■ **What the exercise asks**
Decide whether each statement agrees with the article on building JanSamadhan, answering yes or no and quoting the words of the article that decide it: (a) Adding a spatial index cut the duplicate-check query time from 240ms to 8ms. (b) The pilot was deployed in a ward in Mumbai. (c) The pool settings allow up to 20 extra connections during peak surges.

■ **Extract to read**
________________________________________
$ cd ../
PUBLISHED: MAY 2026
#fastapi#next.js#redis#system design

How I Built JanSamadhan: Serving 300+ Citizens with 99.9% Uptime

A deep dive into the engineering choices, performance bottlenecks, and database optimizations required to run a live municipal service pilot.

// summary (tldr)

How proper database indexing, connection pooling, and asynchronous task offloading kept a civic tech pilot performant under peak mock stress testing.

The Reality of Civic Deployments

Many software engineering tutorials show how to build clean dashboards or make simple mock APIs. However, when you deploy a system to be used by actual people in a live environment, you face real-world constraints: database crashes, webhook payload spikes, resource exhaustion, and memory leaks.

JanSamadhan is a civic grievance routing system deployed as a live pilot in a Delhi ward. Serving 300+ registered citizens and routing hundreds of municipal complaints required a highly resilient backend architecture.

This article details the optimizations implemented to ensure 99.9% sustained uptime and stable performance under peak load.

---

1. Webhook Concurrency and Event Queueing

In a civic system, user actions are bursty. When a localized incident occurs (e.g., a power line sparks or a local road collapses), reports are sent in rapid succession.

Initially, our FastAPI endpoint received the webhook request from the WhatsApp Cloud API, queried the database to find duplicates, contacted the LLM API, and sent a confirmation message back, all within a single request-response lifecycle. This resulted in:

  • High response latencies (>2.5 seconds).
  • Database connection pool exhaustion under concurrent requests.
  • Connection timeouts from the WhatsApp webhook gateway.
  • To solve this, we decoupled the reception from the processing:

  • FastAPI acts as a thin routing layer. When a webhook hits, it validates the signature, pushes the raw body to Redis, and returns `200 OK` immediately (taking <15ms).
  • A background worker pool (implemented via an async process queue) consumes messages from Redis, processes them, calls the LLM for routing taxonomy, and writes to the DB asynchronously.
  • This shift isolated the ingestion API, allowing us to absorb huge spikes in user traffic without database pressure.

    ---

    2. SQL Optimization and Spatial Indexes

    With location-aware features like PostGIS radius matching, query optimization is paramount. Checking for duplicates within 50 meters of every new grievance requires scanning the database coordinates.

    Without optimization, a simple `ST_DWithin` query scans the entire table sequentially. At a few hundred rows, it's fast. At thousands of entries, it becomes a bottleneck.

    We added a spatial index (GIST) on our geometry column:

    CREATE INDEX idx_grievances_geom ON grievances USING GIST (geom);

    This transformed sequential scans into index scans, reducing the duplicate checking query time from 240ms to 8ms.

    ---

    3. Advanced Connection Pooling

    We configured SQLAlchemy's engine with explicit pool tuning parameters to prevent connection starvation:

    engine = create_engine(
        DATABASE_URL,
        pool_size=20,
        max_overflow=10,
        pool_timeout=30,
        pool_recycle=1800
    )
  • `pool_size=20` holds 20 persistent connections ready to use.
  • `max_overflow=10` allows up to 10 additional connections during peak surges.
  • `pool_recycle=1800` closes connections older than 30 minutes to prevent stale socket leaks.
  • ---

    Conclusion

    Deploying civic systems requires a shift in engineering mindset: prioritize reliability, isolate ingress from processing, and tune indexes early. These basic optimizations allowed JanSamadhan to operate with 99.9% availability.
________________________________________
■ **Dataset entries**
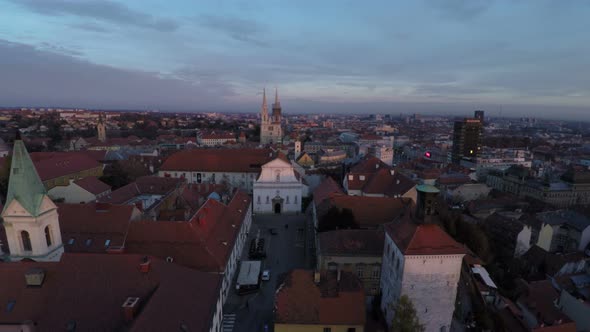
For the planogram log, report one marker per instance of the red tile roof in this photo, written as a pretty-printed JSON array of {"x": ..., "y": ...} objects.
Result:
[
  {"x": 327, "y": 188},
  {"x": 369, "y": 212},
  {"x": 51, "y": 165},
  {"x": 218, "y": 160},
  {"x": 205, "y": 242},
  {"x": 98, "y": 222},
  {"x": 299, "y": 300},
  {"x": 367, "y": 242},
  {"x": 143, "y": 185},
  {"x": 93, "y": 185},
  {"x": 388, "y": 184},
  {"x": 88, "y": 290},
  {"x": 422, "y": 239}
]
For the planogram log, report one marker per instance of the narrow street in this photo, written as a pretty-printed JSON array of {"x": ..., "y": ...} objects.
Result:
[{"x": 285, "y": 250}]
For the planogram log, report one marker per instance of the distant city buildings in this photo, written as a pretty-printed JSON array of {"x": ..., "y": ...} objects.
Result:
[{"x": 271, "y": 130}]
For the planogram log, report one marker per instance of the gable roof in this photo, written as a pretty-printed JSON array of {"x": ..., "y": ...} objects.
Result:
________________________________________
■ **Exercise answer**
(a) Yes: "reducing the duplicate checking query time from 240ms to 8ms."
(b) No: "deployed as a live pilot in a Delhi ward."
(c) No: "`max_overflow=10` allows up to 10 additional connections during peak surges."